**Written problem:** Can you render every line of the items below as a Markdown table with the columns "No." and "Line", numbering the rows and leaving out any blank lines?

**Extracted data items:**
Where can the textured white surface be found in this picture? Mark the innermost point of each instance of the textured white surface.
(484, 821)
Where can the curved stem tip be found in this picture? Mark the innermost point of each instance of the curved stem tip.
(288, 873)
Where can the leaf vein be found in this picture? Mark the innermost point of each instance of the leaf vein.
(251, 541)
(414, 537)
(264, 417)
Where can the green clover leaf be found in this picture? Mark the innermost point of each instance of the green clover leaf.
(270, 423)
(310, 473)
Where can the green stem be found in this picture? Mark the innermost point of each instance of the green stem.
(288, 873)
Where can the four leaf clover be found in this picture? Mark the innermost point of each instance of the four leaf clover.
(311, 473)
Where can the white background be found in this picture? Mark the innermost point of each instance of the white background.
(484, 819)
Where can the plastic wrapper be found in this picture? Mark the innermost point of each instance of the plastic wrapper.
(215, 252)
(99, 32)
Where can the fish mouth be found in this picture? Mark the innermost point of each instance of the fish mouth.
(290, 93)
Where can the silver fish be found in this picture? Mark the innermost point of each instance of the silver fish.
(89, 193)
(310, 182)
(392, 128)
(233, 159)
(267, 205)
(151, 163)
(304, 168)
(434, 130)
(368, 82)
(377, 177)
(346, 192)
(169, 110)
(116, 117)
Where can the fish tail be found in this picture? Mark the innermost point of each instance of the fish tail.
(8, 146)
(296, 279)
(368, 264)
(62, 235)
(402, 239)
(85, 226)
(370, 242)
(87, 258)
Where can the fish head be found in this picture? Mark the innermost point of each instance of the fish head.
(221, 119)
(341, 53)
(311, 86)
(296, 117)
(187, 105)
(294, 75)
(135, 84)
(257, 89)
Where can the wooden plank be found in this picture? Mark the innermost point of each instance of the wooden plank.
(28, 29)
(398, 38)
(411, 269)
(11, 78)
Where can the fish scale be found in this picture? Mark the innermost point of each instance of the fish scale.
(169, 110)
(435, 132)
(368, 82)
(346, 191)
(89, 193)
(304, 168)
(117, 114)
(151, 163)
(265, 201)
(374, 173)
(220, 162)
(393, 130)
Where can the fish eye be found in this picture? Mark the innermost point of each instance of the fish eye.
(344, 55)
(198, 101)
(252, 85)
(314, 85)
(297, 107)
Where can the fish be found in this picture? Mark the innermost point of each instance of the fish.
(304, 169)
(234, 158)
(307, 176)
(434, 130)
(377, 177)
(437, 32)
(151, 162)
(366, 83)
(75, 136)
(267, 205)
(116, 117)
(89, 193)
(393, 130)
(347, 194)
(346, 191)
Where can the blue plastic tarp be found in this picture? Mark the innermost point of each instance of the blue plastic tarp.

**Solution below:**
| No. | Line |
|---|---|
| 1 | Where can the textured white surface be found in this picture? Mark the innermost point of each instance of the textured white surface. |
| 2 | (484, 821) |
| 3 | Where can the curved stem tip be found in this picture? Mark the innermost point of each instance of the curved stem tip. |
| 4 | (288, 873) |
| 5 | Where can the leaf vein be found in this picture? Mark the innermost point of each instance of the leaf vein. |
| 6 | (251, 541) |
| 7 | (414, 537) |
| 8 | (264, 417) |
| 9 | Where can the green clover leaf be found in this picture? Mark the innermost point of each instance of the green clover leaf. |
| 10 | (270, 423) |
| 11 | (310, 473) |
| 12 | Where can the green stem be found in this picture? Mark the innermost point of each instance of the green stem. |
| 13 | (288, 873) |
| 14 | Where can the four leaf clover be found in this picture? Mark the innermost point of each instance of the four leaf clover. |
| 15 | (311, 473) |
| 16 | Where can the white background be found in this picture? Mark the innermost point of each instance of the white background. |
| 17 | (484, 819) |
| 18 | Where can the plastic wrapper be found in this picture? Mark the innermost point of each instance of the plastic wrapper. |
| 19 | (215, 252) |
| 20 | (99, 32) |
| 21 | Where can the fish mouth be found in this picture? Mark the innermost point of each instance of the fish mouth. |
| 22 | (290, 93) |
| 23 | Where can the silver fish be found in this picture? Mark the innermost point of each instance of the silver fish. |
| 24 | (89, 193) |
| 25 | (310, 182) |
| 26 | (392, 128) |
| 27 | (233, 159) |
| 28 | (267, 205) |
| 29 | (151, 163) |
| 30 | (304, 168) |
| 31 | (434, 130) |
| 32 | (368, 82) |
| 33 | (377, 177) |
| 34 | (346, 192) |
| 35 | (169, 110) |
| 36 | (116, 117) |
| 37 | Where can the fish tail be found in this picture? Mark the innermost point of each instance of the fish tail. |
| 38 | (8, 146) |
| 39 | (296, 279) |
| 40 | (368, 264) |
| 41 | (62, 235) |
| 42 | (402, 239) |
| 43 | (85, 226) |
| 44 | (370, 242) |
| 45 | (87, 258) |
| 46 | Where can the fish head be found in this picture? Mark the innermost point of each instance of the fish head. |
| 47 | (221, 119) |
| 48 | (341, 53) |
| 49 | (311, 86) |
| 50 | (296, 117) |
| 51 | (187, 105) |
| 52 | (294, 75) |
| 53 | (135, 84) |
| 54 | (257, 89) |
| 55 | Where can the wooden plank be found in this picture? Mark the innermost point of each instance of the wooden plank. |
| 56 | (28, 29) |
| 57 | (398, 38) |
| 58 | (411, 269) |
| 59 | (11, 78) |
| 60 | Where can the fish scale be found in this picture? Mark the innermost point of each instance of the fish scale. |
| 61 | (169, 110) |
| 62 | (435, 132) |
| 63 | (368, 82) |
| 64 | (346, 191) |
| 65 | (89, 193) |
| 66 | (304, 168) |
| 67 | (117, 114) |
| 68 | (151, 163) |
| 69 | (265, 201) |
| 70 | (374, 173) |
| 71 | (220, 162) |
| 72 | (393, 130) |
| 73 | Where can the fish eye be found in this picture? Mark the innermost point of each instance of the fish eye. |
| 74 | (344, 55) |
| 75 | (198, 101) |
| 76 | (252, 85) |
| 77 | (314, 85) |
| 78 | (297, 107) |
| 79 | Where can the fish be found in this picture? Mark the innermost point of each instance of the fish. |
| 80 | (304, 169) |
| 81 | (234, 158) |
| 82 | (307, 176) |
| 83 | (434, 130) |
| 84 | (377, 177) |
| 85 | (437, 32) |
| 86 | (151, 162) |
| 87 | (366, 83) |
| 88 | (75, 136) |
| 89 | (267, 205) |
| 90 | (116, 117) |
| 91 | (89, 193) |
| 92 | (393, 130) |
| 93 | (347, 194) |
| 94 | (346, 191) |
| 95 | Where can the blue plastic tarp be found in this picture? Mark the innermost point of each instance of the blue plastic tarp. |